◆ **Passage shown**
# COMP 551 — Assignment 3

Authors:
 - Bernier, Audréanne
 - Coull-Neveu, Ben
 - Trachsel-Bourbeau, Anjara

Imports

In [1]:
from torchvision import datasets, transforms
import torch
import numpy as np
import seaborn as sns
import matplotlib.pyplot as plt
%matplotlib inline

CHECKLIST
- Implementation of data normalization (1 points)
- Implementation and training of MLP with no hidden layers (1 points)
- Implementation and training of MLP with one hidden layers and ReLU activation (3 points)
- Implementation and training of MLP with two hidden layers and ReLU activation (1 points)
- Implementation and training of the two hidden layers MLP with tanh activation (2 points)
- Implementation and training of the two hidden layers MLP with Leaky-ReLU activation (2 points)
- L1 regularization (2 points)
- L2 regularization (2 points)
- Train MLP without normalization (1 points)
- Correctly plot and compare the results of the 8 trained models above (5 points)
- Train the MLP with the 128 x 128 FashionMNIST data (1 points)
- Plot the results of the larger models, and compare classification performance and training time (2 points)
- Implement and train the CNN (2 points)
- Re-train the CNN with the 128 x 128 FashionMNIST data (1 points)
- Plot the results of the two CNN trained, and compare classification performance and training time to the best MLP. (4 points)
- Implement and train the pre-trained model with the trainable fully connected layer(s). (3 points)
- Plot the results of the pre-trained model, and compare its performance to the best MLP and regular CNN.(4 points)
- Run an experiment to justify the choice of fully connected layers for the pre-trained model, and show
supporting plots. (3 points)

You can report your findings either in the form of a table or a plot in the write-up. However, include in your
colab notebooks the plots of the test and train performance of the MLPs / CNN / pre-trained model as a function
of training epochs. This will allow you to see how much the network should be trained before it starts to overfit
to the training data.

◆ **Task list**
A - In the assignment notebook, reproduce verbatim the stretch from "You can report" through "the training data.".
B - According to the assignment notebook, what does plotting test and train performance as a function of training epochs allow one to see?

◆ **Raw data**
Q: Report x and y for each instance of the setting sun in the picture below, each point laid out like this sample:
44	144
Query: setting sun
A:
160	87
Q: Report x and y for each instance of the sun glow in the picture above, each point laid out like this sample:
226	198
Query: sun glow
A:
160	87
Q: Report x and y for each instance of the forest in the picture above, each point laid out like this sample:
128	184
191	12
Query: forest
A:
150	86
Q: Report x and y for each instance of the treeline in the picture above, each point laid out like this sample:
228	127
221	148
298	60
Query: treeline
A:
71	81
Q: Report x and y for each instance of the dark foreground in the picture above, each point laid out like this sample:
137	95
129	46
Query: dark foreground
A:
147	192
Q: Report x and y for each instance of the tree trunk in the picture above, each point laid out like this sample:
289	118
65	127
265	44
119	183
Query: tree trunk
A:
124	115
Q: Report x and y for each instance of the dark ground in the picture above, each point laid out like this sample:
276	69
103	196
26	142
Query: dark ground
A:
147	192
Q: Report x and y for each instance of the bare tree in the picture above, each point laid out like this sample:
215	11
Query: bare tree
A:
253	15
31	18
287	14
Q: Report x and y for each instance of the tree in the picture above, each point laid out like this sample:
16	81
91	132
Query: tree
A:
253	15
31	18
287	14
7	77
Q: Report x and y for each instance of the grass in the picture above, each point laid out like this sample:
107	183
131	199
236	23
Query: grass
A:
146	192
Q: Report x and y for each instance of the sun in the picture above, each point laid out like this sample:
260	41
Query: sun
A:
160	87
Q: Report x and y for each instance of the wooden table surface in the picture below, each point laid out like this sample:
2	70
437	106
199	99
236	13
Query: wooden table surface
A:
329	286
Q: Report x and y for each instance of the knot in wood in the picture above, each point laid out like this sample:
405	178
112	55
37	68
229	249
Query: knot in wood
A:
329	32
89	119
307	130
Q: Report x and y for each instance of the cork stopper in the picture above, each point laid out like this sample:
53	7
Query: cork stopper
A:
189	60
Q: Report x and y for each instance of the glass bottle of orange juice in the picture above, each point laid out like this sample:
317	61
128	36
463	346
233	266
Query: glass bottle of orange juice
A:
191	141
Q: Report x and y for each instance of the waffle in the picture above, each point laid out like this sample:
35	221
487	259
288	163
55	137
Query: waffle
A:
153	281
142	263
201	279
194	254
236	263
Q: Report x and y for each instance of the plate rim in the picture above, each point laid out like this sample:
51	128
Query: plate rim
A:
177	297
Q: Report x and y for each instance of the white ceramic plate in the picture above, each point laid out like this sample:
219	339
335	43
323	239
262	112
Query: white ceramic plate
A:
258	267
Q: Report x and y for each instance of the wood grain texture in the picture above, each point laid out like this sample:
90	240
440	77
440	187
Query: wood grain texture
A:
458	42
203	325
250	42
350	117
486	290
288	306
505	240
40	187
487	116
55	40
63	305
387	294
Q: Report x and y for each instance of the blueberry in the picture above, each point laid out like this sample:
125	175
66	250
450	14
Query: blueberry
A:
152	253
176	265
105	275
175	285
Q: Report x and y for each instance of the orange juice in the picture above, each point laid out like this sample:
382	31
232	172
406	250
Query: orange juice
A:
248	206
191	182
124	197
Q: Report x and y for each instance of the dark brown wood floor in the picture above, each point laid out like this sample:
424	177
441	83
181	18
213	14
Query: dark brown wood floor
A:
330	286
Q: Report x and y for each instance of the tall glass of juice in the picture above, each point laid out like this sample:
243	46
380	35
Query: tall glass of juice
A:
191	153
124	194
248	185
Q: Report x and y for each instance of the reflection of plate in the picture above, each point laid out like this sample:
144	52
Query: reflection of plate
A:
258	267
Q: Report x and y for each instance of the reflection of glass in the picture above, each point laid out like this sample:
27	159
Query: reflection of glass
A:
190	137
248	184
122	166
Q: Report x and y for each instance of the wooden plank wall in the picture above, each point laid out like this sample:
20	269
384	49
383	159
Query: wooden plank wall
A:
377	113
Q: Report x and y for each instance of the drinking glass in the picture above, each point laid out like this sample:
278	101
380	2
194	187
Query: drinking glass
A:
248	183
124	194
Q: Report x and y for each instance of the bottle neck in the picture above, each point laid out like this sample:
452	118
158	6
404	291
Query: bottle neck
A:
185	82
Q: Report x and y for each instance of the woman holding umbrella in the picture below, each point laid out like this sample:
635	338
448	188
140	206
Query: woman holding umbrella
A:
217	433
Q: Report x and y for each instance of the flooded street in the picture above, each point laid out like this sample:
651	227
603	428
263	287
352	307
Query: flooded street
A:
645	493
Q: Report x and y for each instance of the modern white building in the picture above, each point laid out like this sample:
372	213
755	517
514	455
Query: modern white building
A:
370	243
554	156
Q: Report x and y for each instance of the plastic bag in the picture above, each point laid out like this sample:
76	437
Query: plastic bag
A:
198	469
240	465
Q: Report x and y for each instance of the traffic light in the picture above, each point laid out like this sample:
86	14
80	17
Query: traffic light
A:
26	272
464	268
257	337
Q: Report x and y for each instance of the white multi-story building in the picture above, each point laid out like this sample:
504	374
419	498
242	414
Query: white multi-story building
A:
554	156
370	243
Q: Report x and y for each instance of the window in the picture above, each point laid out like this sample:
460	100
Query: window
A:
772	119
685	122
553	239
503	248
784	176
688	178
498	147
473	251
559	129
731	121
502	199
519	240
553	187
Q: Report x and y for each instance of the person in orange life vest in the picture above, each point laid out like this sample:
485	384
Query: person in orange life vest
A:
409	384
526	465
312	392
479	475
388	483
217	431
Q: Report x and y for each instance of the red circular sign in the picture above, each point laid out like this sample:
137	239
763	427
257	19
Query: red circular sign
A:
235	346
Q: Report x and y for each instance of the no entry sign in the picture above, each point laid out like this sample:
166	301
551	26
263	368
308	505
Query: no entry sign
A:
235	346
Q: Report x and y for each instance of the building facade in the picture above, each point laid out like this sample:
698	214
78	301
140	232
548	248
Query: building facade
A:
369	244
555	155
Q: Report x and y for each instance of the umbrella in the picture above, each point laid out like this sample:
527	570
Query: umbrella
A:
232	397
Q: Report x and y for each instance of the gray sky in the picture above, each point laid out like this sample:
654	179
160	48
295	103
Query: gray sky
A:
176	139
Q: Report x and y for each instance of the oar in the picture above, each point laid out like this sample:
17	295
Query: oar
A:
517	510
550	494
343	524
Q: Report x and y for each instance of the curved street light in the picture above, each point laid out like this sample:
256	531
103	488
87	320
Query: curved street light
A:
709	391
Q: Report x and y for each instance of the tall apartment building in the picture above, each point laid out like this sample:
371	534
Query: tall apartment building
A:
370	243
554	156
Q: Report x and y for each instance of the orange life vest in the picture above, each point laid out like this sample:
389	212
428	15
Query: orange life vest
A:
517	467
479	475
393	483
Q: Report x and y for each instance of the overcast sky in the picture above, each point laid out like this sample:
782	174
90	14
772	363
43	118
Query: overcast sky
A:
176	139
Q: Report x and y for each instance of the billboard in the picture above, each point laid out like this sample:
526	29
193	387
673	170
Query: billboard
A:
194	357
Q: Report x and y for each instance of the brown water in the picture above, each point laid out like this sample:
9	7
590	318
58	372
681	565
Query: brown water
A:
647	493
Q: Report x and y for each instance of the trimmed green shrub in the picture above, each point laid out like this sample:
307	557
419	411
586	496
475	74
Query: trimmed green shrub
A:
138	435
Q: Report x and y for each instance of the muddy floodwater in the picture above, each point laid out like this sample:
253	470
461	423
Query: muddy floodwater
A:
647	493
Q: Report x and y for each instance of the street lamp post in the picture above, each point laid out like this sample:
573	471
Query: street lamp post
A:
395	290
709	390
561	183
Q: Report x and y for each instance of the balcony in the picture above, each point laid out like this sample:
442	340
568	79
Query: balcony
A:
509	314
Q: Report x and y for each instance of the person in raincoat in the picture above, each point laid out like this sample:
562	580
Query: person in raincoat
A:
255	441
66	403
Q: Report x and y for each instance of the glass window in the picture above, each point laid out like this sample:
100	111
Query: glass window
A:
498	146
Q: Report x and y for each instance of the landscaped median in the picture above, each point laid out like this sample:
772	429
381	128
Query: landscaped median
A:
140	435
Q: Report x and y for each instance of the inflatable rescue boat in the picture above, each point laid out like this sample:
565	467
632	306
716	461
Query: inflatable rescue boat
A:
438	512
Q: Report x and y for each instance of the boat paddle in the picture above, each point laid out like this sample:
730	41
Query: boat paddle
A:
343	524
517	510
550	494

◆ **Replies**
A -
You can report your findings either in the form of a table or a plot in the write-up. However, include in your
colab notebooks the plots of the test and train performance of the MLPs / CNN / pre-trained model as a function
of training epochs. This will allow you to see how much the network should be trained before it starts to overfit
to the training data.

B - It shows how much the network should be trained before it starts to overfit to the training data.